Senin, 03 Januari 2011

Ketika masalah itu datang...

Hutang memang seolah tidak pernah terlepas dari sebuah kegiatan usaha. Pengusaha pemula dengan semangat optimisme yang tinggi sering memanfaatkan kredit bank sebagai modal usaha. Dan saya tidak memungkiri  bahwa saya adalah salah satu pelaku usaha yang memanfaatkan kredit bank sebagai modal usaha. Jika kilas balik ke belakang,  saya memulai usaha sejak tahun 2000, awal usaha saya adalah mangelola usaha perdagangan computer retail, hardware, software milik seorang teman, hingga tahun 2003 aku dan suami membuka usaha kami sendiri. Dari situlah awal saya mengenal kredit bank, baik KTA atau kartu kredit. Awalnya 1 KTA dan 1 Kartu kredit. Usaha kami berkembang, kredit bank kami nilai sangat membantu perkembangan usaha dan kehidupan saya. Dengan reputasi pembayaran yang baik, bagai virus, bank2 lain berdatangan untuk menawarkan kreditnya pada saya. Kredit2 tersebut saya  ambil guna mengembangkan usaha dan menambah cashflow perputaran usaha. Di akhir tahun 2006, suami mengembangkan usaha dibidang AMDK (Air Minum Dalam Kemasan). Rupanya bank mamantau terus perkembangan kami  dan terus memberikan kepercayaan dengan menaikkan limit kredit kami. Seolah begitu mudah dan dimudahkan saya mendapatkan kredit bank. Dan di Awal tahun 2008 saya memutuskan untuk berhenti bekerja yang jaraknya lumayan jauh dari rumah. Suami menghandle  semua usaha di luar rumah dan saya berencana untuk berbisnis di rumah. Dengan niat ingin lebih memperhatikan anak di rumah, saya memulai usaha di bidang sandal karakter. Alhamdulillah, usaha berkembang dan suamipun terjun membantu usaha kami, khususnya dlm produksi. Berkembangnya usaha tentu membuat pendapatan kami semakin bertambah. Tapi dalam pikiran saya sama sekali tidak terpikir (bahkan terbersitpun tidak) untuk menutup hutang2 saya di bank. Saya seolah semakin berambisi untuk lebih mengembangkan bisnis. Saya semakin berani untuk mengambil kredit bank yang lebih besar lagi. Tanpa saya sadari saya sudah mengambil resiko yang begitu besar. Saya hanya berpikir positif dan optimis bahwa selama saya action dan tidak berhenti usaha, pembayaran kredit akan terus berjalan normal, lancarlah pokoknya….

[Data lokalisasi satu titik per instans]
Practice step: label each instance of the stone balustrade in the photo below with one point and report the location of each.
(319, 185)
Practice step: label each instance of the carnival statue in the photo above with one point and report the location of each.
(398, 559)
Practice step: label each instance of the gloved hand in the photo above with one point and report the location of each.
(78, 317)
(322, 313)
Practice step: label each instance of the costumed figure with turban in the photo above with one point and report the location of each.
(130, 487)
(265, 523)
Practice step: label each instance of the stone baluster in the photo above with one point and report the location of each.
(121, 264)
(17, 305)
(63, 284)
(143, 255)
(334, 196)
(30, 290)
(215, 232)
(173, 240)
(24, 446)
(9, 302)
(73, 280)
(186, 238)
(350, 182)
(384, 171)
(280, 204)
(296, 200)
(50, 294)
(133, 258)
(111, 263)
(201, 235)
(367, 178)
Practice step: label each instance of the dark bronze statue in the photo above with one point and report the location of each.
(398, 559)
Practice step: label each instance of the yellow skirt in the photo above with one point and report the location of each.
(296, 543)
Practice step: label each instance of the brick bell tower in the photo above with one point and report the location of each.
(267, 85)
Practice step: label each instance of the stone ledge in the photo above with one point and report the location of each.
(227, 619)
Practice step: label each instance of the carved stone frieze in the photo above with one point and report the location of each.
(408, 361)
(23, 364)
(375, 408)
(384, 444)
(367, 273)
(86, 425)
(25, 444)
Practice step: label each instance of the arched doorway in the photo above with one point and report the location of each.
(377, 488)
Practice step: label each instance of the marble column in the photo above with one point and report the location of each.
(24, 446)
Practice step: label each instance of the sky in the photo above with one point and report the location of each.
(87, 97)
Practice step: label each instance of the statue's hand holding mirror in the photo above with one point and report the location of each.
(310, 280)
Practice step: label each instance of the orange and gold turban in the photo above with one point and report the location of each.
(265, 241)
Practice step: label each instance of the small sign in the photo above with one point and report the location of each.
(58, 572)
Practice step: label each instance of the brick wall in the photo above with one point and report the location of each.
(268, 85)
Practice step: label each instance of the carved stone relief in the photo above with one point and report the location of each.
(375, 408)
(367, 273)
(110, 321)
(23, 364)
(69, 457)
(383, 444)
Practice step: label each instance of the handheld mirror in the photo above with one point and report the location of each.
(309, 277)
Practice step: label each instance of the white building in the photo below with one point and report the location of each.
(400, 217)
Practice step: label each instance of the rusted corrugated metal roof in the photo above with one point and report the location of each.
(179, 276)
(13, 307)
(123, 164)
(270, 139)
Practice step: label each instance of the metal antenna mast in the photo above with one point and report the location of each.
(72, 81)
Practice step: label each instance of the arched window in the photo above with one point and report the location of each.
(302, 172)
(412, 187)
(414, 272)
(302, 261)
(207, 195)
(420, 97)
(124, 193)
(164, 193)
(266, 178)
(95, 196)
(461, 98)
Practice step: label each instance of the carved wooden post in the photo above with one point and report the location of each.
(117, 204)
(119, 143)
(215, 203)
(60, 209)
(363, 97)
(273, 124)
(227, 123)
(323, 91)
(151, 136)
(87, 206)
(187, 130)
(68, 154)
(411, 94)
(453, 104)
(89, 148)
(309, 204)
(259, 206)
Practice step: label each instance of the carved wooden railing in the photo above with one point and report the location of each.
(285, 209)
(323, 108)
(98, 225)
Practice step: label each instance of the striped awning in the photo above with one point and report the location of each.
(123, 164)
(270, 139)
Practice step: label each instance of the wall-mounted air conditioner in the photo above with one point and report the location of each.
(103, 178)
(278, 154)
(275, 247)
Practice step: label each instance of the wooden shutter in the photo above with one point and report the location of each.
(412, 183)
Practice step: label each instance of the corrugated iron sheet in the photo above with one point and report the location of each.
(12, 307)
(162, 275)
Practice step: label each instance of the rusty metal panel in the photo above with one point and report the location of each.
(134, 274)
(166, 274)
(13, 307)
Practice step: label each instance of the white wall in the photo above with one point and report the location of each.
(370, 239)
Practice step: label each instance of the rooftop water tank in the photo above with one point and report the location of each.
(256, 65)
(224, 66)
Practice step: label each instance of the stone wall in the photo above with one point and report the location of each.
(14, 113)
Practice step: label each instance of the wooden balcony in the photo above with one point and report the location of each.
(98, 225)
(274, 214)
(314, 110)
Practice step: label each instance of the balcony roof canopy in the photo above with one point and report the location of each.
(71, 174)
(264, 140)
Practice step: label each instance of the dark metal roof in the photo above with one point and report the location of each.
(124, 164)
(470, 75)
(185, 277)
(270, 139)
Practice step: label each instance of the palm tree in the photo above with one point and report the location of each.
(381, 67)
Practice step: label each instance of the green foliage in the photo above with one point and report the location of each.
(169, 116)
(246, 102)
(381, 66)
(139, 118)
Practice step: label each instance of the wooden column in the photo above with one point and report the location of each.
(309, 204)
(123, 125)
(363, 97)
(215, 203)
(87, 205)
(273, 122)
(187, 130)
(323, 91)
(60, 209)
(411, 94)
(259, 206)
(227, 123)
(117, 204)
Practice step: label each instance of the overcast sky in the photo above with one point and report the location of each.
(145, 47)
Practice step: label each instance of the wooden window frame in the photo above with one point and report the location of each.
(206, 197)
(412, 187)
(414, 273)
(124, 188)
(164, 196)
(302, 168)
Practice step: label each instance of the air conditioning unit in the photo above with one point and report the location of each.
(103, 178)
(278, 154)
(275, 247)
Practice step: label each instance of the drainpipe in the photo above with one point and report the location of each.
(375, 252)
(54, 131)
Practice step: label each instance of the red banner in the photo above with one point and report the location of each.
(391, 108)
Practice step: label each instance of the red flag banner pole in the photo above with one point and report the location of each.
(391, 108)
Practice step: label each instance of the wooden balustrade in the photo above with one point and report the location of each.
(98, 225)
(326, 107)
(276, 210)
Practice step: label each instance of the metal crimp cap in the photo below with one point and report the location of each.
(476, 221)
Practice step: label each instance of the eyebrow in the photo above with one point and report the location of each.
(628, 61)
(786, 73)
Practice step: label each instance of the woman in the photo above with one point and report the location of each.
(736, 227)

Yang Harus Dikerjakan
Dalam tulisan tentang kredit bank sebagai modal usaha, pada tahun berapa penulis dan suaminya membuka usaha mereka sendiri? Catatan di atas tidak diperlukan untuk mengerjakan tugas.

Jawaban Tugas
Tahun 2003.